Copy the listing below in full and skip every picture.

Top of DATA FOR REVIEW

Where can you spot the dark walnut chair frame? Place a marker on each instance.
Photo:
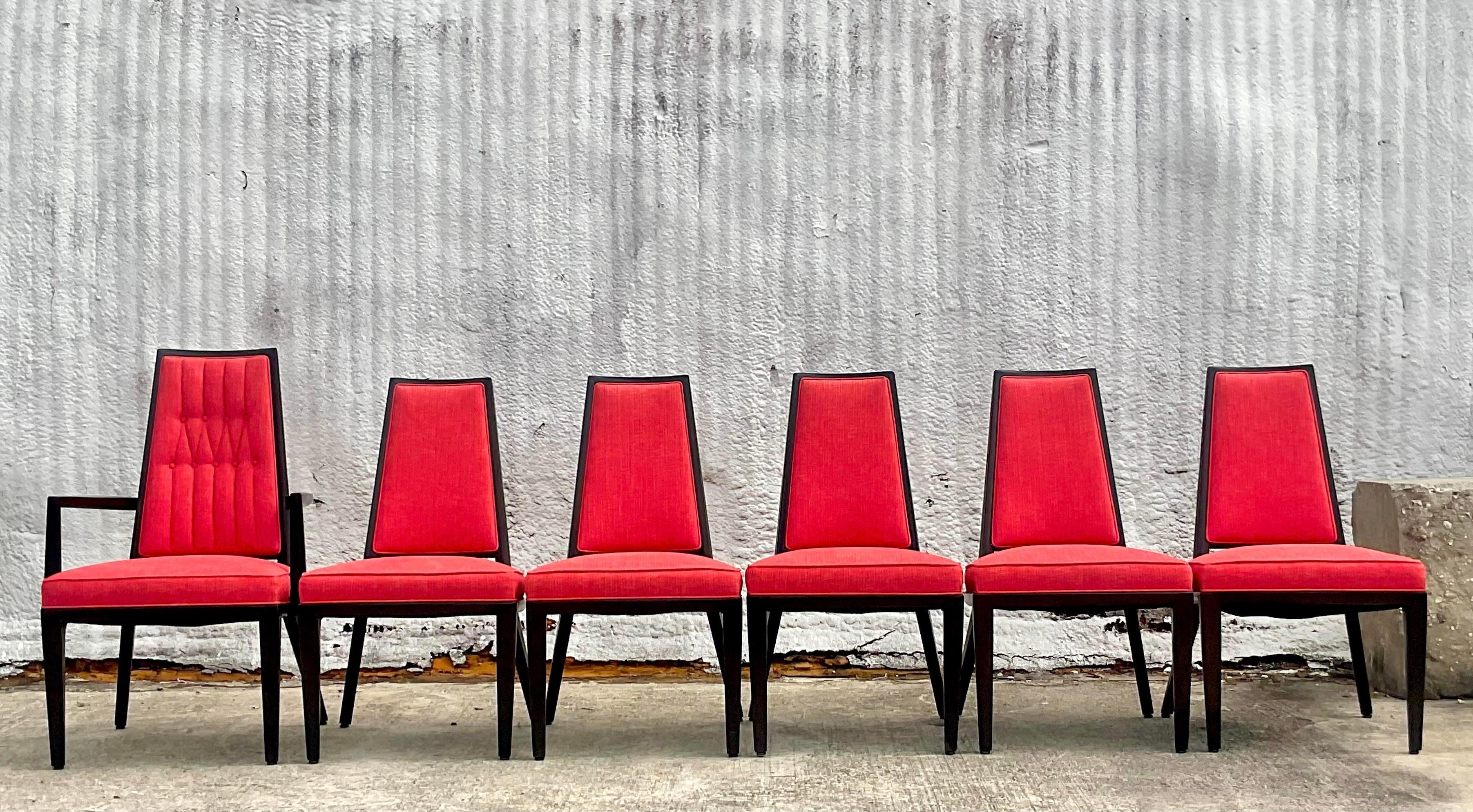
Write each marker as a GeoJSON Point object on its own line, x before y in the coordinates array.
{"type": "Point", "coordinates": [724, 617]}
{"type": "Point", "coordinates": [765, 612]}
{"type": "Point", "coordinates": [267, 617]}
{"type": "Point", "coordinates": [510, 649]}
{"type": "Point", "coordinates": [980, 634]}
{"type": "Point", "coordinates": [1295, 605]}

Bottom of DATA FOR REVIEW

> _ANSWER TO THE EXERCISE_
Where can you spot the dark walnut chair frame? Place a marker on each instance.
Photo:
Write each marker as a GeoJSON Point object on its own line, x before y in the coordinates array.
{"type": "Point", "coordinates": [724, 617]}
{"type": "Point", "coordinates": [765, 612]}
{"type": "Point", "coordinates": [267, 617]}
{"type": "Point", "coordinates": [510, 649]}
{"type": "Point", "coordinates": [980, 634]}
{"type": "Point", "coordinates": [1295, 605]}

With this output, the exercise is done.